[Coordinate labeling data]
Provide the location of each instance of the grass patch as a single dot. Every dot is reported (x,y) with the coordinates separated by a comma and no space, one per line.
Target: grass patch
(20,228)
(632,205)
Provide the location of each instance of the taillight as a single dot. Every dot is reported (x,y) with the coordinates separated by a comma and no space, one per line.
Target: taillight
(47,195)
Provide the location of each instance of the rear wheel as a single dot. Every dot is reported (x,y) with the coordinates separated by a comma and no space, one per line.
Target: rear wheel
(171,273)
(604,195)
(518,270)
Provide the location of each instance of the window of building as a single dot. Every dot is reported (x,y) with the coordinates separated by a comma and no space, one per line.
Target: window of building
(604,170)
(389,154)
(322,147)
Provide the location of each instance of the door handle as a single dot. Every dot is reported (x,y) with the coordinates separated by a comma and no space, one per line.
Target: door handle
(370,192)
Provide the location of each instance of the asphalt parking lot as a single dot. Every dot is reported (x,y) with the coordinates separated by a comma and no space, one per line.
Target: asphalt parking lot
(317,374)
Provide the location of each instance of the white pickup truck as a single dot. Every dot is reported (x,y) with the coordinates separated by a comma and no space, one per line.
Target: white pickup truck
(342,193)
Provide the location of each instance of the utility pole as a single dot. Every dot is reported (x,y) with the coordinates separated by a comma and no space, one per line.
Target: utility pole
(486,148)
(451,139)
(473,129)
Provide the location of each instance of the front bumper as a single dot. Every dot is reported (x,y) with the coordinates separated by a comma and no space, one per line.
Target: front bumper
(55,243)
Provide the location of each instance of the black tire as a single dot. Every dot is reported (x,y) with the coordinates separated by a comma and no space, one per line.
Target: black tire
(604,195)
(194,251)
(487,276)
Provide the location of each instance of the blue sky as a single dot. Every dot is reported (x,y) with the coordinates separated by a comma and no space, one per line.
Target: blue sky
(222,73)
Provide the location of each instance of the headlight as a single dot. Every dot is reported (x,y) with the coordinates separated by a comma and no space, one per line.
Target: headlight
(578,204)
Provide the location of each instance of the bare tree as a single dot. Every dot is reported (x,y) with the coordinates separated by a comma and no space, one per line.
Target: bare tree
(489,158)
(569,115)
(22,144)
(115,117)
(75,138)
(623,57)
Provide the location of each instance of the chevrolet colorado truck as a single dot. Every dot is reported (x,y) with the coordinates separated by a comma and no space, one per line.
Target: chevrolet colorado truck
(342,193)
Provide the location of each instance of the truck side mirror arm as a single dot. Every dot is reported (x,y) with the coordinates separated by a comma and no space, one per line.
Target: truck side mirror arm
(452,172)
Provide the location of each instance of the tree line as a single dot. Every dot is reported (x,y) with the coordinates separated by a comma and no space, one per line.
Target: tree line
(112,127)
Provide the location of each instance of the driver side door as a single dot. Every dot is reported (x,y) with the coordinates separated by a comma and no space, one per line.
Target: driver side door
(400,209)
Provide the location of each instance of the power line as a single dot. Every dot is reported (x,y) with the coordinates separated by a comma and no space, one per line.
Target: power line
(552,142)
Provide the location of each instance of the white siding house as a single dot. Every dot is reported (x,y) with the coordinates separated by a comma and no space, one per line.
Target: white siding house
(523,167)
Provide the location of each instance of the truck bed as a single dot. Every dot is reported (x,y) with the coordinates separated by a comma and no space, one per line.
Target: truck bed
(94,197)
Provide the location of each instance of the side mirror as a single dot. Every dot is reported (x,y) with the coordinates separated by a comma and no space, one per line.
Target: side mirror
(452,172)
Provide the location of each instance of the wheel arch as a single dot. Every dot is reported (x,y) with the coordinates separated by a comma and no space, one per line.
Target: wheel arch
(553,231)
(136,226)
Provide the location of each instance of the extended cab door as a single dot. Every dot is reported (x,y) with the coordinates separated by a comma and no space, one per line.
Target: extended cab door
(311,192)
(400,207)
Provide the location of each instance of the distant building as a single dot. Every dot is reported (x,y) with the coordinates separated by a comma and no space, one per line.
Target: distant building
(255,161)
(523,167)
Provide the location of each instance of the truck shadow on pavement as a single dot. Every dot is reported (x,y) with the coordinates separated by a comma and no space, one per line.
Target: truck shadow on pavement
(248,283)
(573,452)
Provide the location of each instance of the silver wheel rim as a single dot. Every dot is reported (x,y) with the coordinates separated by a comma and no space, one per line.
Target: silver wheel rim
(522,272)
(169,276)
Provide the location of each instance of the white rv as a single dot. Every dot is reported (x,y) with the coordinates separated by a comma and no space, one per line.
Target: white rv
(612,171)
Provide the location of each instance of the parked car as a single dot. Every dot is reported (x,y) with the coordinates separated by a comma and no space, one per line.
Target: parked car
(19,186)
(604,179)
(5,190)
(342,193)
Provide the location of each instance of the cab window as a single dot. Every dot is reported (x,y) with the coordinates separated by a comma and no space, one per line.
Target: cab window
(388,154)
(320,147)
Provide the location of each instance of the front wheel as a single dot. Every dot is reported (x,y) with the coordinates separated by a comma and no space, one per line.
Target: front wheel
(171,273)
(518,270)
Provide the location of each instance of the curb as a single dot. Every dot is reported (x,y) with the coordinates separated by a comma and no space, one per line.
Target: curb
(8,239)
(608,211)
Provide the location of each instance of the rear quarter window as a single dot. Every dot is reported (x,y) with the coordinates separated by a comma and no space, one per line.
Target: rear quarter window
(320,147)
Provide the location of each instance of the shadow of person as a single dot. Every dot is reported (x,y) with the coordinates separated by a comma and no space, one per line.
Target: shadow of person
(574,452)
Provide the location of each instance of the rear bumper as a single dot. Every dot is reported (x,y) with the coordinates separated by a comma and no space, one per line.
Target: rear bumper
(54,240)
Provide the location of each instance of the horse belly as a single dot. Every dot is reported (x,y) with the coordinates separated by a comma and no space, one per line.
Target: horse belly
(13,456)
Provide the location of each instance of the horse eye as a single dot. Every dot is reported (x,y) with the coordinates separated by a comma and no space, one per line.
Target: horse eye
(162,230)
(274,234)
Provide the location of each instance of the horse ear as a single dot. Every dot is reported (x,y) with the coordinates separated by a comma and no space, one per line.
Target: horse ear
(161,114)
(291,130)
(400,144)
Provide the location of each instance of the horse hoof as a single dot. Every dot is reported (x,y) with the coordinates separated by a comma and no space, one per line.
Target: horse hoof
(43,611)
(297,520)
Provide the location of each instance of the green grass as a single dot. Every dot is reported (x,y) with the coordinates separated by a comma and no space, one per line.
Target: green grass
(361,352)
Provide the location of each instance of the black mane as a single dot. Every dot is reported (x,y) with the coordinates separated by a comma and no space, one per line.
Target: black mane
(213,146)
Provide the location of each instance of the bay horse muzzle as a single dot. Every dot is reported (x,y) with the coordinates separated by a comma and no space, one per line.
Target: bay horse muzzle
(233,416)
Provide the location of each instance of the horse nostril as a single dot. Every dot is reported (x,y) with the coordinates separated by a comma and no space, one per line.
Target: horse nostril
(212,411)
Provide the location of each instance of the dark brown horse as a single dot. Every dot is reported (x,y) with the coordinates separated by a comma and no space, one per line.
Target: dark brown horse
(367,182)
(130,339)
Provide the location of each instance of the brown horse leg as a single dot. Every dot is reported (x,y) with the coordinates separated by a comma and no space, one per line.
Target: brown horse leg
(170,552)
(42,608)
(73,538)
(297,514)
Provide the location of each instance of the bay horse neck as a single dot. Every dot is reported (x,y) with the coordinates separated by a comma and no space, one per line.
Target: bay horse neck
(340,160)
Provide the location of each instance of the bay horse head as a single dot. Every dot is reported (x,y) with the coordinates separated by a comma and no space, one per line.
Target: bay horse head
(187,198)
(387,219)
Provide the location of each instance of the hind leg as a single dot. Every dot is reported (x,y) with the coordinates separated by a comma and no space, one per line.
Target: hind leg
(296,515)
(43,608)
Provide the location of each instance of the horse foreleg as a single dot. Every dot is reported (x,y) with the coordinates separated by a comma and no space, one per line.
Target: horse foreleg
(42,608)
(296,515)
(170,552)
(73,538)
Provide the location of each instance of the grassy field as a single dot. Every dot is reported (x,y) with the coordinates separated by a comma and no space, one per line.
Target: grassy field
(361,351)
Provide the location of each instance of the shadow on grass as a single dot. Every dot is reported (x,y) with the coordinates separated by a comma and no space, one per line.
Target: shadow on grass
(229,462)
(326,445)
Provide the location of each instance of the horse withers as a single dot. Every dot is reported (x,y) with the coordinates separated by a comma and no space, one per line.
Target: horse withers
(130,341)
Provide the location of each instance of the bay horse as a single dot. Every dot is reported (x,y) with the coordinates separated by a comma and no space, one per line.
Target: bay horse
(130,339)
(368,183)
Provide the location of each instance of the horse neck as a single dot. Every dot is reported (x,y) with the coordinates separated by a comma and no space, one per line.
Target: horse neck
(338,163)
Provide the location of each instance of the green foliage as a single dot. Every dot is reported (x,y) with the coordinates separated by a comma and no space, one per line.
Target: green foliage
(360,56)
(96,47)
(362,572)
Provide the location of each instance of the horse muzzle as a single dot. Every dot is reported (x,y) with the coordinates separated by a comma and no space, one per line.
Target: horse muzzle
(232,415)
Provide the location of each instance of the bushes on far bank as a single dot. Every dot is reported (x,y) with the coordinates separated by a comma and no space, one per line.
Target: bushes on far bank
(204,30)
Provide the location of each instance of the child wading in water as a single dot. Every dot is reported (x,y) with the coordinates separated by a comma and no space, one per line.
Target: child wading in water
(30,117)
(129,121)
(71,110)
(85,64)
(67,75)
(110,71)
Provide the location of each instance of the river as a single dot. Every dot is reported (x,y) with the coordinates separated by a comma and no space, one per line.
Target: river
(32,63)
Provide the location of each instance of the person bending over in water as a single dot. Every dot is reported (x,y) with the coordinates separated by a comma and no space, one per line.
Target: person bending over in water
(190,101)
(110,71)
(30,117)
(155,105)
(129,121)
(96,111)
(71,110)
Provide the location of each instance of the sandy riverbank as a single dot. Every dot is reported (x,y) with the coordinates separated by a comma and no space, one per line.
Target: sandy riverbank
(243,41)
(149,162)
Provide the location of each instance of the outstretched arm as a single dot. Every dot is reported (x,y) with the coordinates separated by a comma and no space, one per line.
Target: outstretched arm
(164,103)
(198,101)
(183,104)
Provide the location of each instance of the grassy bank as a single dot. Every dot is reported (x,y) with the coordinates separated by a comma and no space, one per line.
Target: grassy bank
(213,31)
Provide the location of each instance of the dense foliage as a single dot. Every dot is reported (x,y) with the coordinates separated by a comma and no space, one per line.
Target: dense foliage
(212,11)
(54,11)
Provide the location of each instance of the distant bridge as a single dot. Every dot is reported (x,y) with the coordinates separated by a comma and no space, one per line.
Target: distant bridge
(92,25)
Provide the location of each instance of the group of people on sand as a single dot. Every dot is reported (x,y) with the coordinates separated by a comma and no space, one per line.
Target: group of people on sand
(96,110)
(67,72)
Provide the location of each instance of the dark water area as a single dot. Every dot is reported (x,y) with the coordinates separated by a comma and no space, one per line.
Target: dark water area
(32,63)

WHAT TO DO –
Copy exactly, and only, the lines from the one containing "Provide the location of each instance of the dense" through the last line of the listing.

TASK ANSWER –
Provide the location of each instance of the dense foliage as a single dot. Every dot is reported (x,y) with the coordinates separated by a comma and no space, one per line.
Target: dense foliage
(212,11)
(54,11)
Provide the location of each instance of the distant bridge as a single dot. Every dot is reported (x,y) with the coordinates separated by a comma and no space, one per line.
Target: distant bridge
(92,25)
Provide the location of each instance of the group of people on sand as a single dot. Every dot is reported (x,y) with the coordinates separated by a comma and no space, one per line.
Target: group of people on sand
(96,110)
(67,72)
Provide the location of each instance of the dark water area as a single dot. Every dot is reported (x,y) with the coordinates separated by a comma and no space, one per line.
Target: dark water area
(32,63)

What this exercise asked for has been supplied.